-- Problème posé --
Présentez les lignes des données ci-dessous sous forme de liste numérotée, en omettant les lignes vides et les images.

Entrées d'étiquetage des contours:
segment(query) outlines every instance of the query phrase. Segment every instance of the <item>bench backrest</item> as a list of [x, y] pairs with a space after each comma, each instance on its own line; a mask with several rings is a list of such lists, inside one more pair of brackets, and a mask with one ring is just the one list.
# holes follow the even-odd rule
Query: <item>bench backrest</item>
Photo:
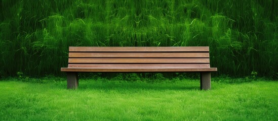
[[68, 68], [210, 68], [209, 47], [69, 47]]

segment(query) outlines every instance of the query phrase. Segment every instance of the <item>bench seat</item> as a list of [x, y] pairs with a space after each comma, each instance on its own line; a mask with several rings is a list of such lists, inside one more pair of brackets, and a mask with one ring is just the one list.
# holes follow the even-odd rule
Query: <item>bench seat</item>
[[68, 89], [78, 87], [78, 72], [197, 72], [201, 89], [211, 89], [209, 47], [69, 47]]
[[62, 68], [62, 72], [215, 72], [216, 68]]

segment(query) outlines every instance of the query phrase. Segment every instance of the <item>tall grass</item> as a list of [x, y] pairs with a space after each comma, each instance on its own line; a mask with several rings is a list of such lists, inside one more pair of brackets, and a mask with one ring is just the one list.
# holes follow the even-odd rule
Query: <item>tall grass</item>
[[0, 74], [60, 75], [69, 46], [209, 46], [217, 74], [256, 72], [277, 78], [277, 0], [1, 1]]

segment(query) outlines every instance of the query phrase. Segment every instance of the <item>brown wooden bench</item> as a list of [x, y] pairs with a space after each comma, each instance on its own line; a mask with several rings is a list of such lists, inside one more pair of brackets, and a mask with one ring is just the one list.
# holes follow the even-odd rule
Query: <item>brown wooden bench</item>
[[198, 72], [201, 89], [211, 89], [209, 49], [204, 47], [69, 47], [68, 89], [78, 87], [78, 72]]

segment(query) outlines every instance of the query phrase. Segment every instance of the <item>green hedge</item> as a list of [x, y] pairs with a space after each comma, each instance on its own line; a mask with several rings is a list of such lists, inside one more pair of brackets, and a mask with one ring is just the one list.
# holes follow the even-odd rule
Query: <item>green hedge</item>
[[209, 46], [217, 75], [278, 75], [277, 0], [0, 2], [4, 76], [60, 75], [69, 46]]

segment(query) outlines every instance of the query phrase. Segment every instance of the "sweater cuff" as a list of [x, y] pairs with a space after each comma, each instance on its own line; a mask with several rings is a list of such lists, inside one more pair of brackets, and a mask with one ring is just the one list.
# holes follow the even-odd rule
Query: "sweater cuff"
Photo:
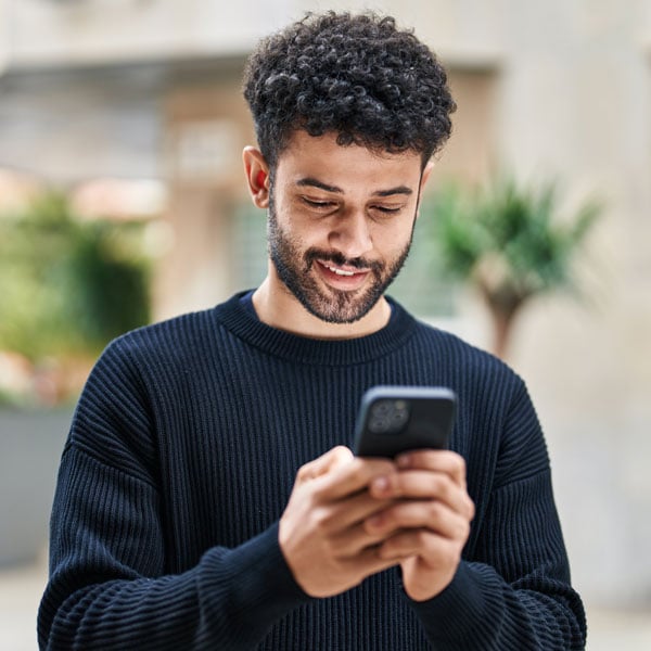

-- Réponse complète --
1. segment(query) outlines every instance of the query phrase. Segment every instance of the <item>bench backrest</item> as a list of [x, y] pairs with a space after each comma, each instance on its own line; a mask with several rings is a list of such lists, inside one more pair of brackets, and a mask with one ring is just the one list.
2. # holes follow the even-odd rule
3. Query: <item>bench backrest</item>
4. Photo:
5. [[68, 68], [210, 68], [209, 47], [69, 47]]
6. segment(query) outlines every instance of the query phrase. Segment every instance of the <item>bench seat</item> as a list of [x, y] pairs with a space after each comma, each instance on its own line; a mask with several rings is a list of such lists, inside one more pair of brackets, and a mask with one ring is just the one list.
7. # holes follow the even-odd rule
8. Query: <item>bench seat</item>
9. [[68, 89], [78, 87], [78, 72], [197, 72], [201, 89], [211, 89], [209, 47], [69, 47]]
10. [[62, 68], [62, 72], [215, 72], [216, 68]]
11. segment(query) outlines every instance of the query phrase. Segment every instance of the <item>tall grass</item> as a list of [x, y] pairs with a space after each comma, each instance on its own line; a mask with several rings is a list of such lists, inside one more pair of brackets, and a mask with one ring is just the one list.
12. # holes follow the even-odd rule
13. Query: <item>tall grass</item>
14. [[0, 74], [60, 75], [69, 46], [209, 46], [217, 74], [256, 72], [277, 78], [277, 0], [1, 1]]
15. segment(query) outlines every instance of the query phrase. Segment every instance of the <item>brown wooden bench</item> as a list of [x, y] pairs with a space after each comma, each instance on its own line; a mask with several rings is a list of such lists, inside one more pair of brackets, and a mask with one ring is just the one list.
16. # holes follow the even-odd rule
17. Query: <item>brown wooden bench</item>
18. [[198, 72], [201, 89], [211, 89], [209, 49], [204, 47], [69, 47], [68, 89], [78, 87], [78, 72]]
19. segment(query) outlines every instance of the query phrase. Segment every instance of the <item>green hedge</item> as a list of [x, y] pairs with a space after each comma, each instance on its own line; a mask with several rings is a list of such lists, inside one more pair of brackets, and a mask with one ring is just the one list.
20. # holes follow the even-odd rule
21. Query: <item>green hedge</item>
22. [[209, 46], [217, 75], [278, 75], [277, 0], [0, 2], [4, 76], [60, 75], [69, 46]]
23. segment(query) outlines every instance of the query phrase. Segment every instance of the "sweater cuff" as a list of [x, y] pairs with a space after each comma, each instance on its own line; a mask with several rings is a list of such lists, inside one more pair of brackets, and a mask with one ring is just the one list.
24. # holes follow the even-odd rule
25. Query: "sweater cuff"
26. Photo:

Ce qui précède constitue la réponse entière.